• _Prompt_: Copy whichever lines of the data hold the word "jersey".

• _The input_:
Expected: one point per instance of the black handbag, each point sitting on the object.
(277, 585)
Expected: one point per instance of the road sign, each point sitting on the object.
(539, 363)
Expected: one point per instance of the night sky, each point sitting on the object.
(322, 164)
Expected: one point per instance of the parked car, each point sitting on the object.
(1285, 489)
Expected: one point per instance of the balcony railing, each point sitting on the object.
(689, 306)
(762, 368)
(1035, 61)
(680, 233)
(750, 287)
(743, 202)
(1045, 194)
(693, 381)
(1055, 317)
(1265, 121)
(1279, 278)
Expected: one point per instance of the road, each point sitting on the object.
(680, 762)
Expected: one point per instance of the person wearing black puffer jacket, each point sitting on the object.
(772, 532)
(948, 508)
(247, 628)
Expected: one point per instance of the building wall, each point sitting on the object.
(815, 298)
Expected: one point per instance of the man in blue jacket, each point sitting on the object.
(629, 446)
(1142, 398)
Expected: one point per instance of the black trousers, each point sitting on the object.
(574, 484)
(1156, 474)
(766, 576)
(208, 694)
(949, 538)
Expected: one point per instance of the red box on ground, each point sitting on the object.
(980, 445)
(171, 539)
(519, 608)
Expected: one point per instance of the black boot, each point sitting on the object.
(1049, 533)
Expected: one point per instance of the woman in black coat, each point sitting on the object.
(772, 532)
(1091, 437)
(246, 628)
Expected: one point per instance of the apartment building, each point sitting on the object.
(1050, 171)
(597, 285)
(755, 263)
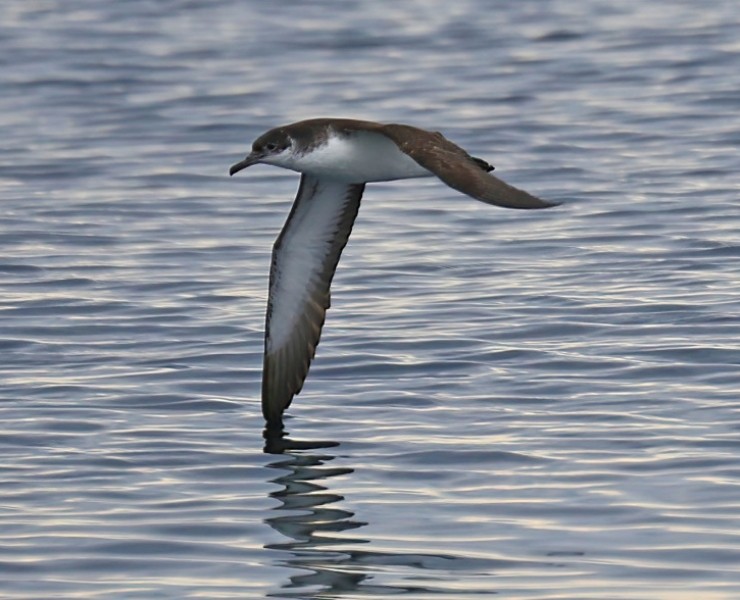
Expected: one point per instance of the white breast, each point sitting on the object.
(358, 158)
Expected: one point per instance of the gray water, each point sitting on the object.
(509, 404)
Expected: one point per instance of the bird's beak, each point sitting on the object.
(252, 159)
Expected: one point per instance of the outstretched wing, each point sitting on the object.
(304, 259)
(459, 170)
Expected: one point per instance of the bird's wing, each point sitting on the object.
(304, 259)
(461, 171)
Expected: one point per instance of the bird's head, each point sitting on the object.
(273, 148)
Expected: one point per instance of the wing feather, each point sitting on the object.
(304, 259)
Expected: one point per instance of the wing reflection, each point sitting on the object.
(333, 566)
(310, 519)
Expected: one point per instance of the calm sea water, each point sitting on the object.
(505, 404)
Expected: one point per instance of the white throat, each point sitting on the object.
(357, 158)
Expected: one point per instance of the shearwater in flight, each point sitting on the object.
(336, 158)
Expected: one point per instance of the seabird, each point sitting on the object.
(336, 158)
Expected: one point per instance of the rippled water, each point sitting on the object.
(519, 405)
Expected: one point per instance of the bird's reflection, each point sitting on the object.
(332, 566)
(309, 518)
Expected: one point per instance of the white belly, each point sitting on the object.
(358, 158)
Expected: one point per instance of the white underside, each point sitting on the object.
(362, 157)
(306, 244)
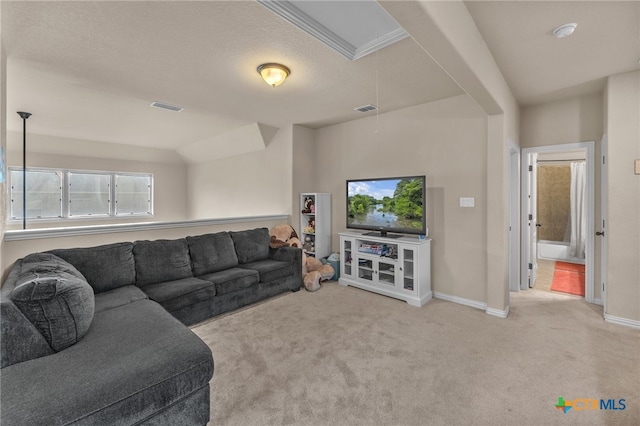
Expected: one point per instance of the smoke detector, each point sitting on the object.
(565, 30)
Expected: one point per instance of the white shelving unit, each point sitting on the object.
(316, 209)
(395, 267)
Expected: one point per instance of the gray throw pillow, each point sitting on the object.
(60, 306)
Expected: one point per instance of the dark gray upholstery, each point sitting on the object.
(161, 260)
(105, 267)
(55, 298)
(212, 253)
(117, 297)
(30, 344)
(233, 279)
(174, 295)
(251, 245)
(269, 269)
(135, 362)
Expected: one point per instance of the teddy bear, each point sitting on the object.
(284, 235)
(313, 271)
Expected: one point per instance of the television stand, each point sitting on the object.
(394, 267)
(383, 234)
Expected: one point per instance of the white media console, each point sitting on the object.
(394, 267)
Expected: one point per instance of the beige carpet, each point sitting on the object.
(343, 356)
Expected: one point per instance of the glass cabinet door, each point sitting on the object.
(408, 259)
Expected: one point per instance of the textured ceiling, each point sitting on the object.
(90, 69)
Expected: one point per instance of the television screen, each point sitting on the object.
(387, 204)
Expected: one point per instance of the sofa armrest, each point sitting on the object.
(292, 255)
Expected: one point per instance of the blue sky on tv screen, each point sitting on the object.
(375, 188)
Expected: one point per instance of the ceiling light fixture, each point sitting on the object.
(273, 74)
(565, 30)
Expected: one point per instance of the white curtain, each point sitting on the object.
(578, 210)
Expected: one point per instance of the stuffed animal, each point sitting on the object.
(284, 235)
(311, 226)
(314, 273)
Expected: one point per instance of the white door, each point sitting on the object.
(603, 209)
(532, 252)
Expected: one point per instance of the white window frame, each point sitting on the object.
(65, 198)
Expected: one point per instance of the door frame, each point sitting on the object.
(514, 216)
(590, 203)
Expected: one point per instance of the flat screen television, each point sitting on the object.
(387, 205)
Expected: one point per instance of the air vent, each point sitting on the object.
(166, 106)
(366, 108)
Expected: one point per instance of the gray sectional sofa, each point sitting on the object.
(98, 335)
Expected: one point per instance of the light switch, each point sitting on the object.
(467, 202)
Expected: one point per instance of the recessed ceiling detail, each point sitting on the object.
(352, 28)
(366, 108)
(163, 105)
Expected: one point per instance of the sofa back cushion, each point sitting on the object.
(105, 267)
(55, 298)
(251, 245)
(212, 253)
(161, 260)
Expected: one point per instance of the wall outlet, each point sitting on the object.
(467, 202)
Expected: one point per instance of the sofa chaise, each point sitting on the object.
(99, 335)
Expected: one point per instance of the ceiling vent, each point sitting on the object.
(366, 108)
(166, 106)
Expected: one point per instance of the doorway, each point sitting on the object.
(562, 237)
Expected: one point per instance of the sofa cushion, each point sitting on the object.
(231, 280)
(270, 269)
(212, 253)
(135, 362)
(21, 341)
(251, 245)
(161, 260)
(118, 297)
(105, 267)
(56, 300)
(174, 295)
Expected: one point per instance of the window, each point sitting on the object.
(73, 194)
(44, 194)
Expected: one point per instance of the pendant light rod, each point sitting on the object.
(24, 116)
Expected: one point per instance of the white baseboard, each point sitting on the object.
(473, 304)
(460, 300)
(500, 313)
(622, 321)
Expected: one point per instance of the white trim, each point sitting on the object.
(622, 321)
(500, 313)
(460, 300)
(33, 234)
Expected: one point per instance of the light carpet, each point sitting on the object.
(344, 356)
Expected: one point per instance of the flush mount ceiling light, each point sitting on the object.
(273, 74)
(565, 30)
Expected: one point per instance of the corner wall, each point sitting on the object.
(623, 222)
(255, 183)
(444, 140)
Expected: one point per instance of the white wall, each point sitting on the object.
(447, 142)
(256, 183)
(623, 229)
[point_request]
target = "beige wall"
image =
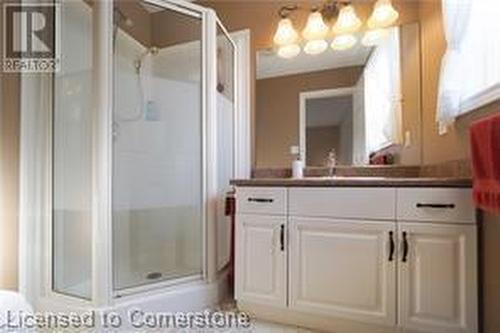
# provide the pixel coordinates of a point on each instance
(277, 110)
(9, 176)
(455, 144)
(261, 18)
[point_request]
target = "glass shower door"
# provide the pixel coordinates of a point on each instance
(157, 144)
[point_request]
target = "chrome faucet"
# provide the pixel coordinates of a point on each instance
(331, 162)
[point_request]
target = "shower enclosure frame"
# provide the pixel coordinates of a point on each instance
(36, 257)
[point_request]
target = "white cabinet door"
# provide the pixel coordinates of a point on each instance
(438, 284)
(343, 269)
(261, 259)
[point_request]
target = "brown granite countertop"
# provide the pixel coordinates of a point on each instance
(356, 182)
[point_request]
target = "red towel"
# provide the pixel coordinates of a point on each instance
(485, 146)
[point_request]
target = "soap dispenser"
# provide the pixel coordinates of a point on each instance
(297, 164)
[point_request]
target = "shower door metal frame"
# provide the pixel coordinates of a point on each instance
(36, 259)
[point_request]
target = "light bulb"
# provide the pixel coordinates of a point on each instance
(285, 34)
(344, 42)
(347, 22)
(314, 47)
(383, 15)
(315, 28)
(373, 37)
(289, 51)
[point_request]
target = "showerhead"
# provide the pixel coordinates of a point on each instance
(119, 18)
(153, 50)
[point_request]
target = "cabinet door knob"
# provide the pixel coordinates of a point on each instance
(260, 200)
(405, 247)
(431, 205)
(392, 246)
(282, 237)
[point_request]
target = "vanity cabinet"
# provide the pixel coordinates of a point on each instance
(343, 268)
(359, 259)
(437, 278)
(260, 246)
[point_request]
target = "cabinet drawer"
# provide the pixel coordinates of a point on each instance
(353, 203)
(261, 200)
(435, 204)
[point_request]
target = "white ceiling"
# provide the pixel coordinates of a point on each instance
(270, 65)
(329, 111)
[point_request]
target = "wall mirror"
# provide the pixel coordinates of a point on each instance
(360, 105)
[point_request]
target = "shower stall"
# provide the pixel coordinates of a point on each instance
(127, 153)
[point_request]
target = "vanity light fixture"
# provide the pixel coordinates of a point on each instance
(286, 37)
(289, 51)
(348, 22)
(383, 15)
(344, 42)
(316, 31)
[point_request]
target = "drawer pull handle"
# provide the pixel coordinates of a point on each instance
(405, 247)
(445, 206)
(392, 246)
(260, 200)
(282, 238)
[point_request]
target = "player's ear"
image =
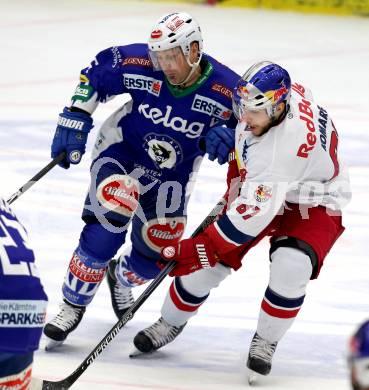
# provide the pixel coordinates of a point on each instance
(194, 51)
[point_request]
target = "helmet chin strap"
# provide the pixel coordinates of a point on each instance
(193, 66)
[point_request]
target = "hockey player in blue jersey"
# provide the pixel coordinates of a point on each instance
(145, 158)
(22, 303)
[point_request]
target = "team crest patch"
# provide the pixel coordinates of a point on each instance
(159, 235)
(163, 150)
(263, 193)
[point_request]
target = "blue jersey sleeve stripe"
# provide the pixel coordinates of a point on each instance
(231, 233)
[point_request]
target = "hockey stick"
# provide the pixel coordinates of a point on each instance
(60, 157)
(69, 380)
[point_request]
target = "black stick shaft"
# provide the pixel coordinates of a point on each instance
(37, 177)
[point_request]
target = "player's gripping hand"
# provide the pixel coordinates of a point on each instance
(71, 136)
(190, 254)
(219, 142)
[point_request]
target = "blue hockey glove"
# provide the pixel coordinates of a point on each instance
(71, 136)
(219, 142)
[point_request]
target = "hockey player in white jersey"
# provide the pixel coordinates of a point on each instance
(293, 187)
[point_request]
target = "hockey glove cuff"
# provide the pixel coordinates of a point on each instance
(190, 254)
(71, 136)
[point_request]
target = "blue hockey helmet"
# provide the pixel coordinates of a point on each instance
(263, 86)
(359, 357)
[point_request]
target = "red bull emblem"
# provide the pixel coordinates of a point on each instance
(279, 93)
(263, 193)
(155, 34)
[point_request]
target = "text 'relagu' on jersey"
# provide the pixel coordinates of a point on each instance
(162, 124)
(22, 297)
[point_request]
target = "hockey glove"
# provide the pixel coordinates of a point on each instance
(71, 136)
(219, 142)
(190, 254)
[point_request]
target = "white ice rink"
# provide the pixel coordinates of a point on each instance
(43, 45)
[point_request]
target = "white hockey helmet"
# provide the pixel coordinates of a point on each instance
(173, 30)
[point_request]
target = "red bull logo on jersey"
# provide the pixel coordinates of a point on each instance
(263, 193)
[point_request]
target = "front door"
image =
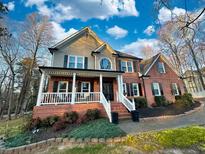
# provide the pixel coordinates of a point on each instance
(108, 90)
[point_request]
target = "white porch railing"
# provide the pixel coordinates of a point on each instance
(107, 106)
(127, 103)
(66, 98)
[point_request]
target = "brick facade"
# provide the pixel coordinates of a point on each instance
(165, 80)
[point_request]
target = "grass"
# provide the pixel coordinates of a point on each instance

• _Exercise result_:
target = "hockey player in blue jersey"
target = "blue jersey sleeve stripe"
target = "hockey player in white jersey"
target = "text 'relagu' on jersey"
target = "red bull logo on jersey"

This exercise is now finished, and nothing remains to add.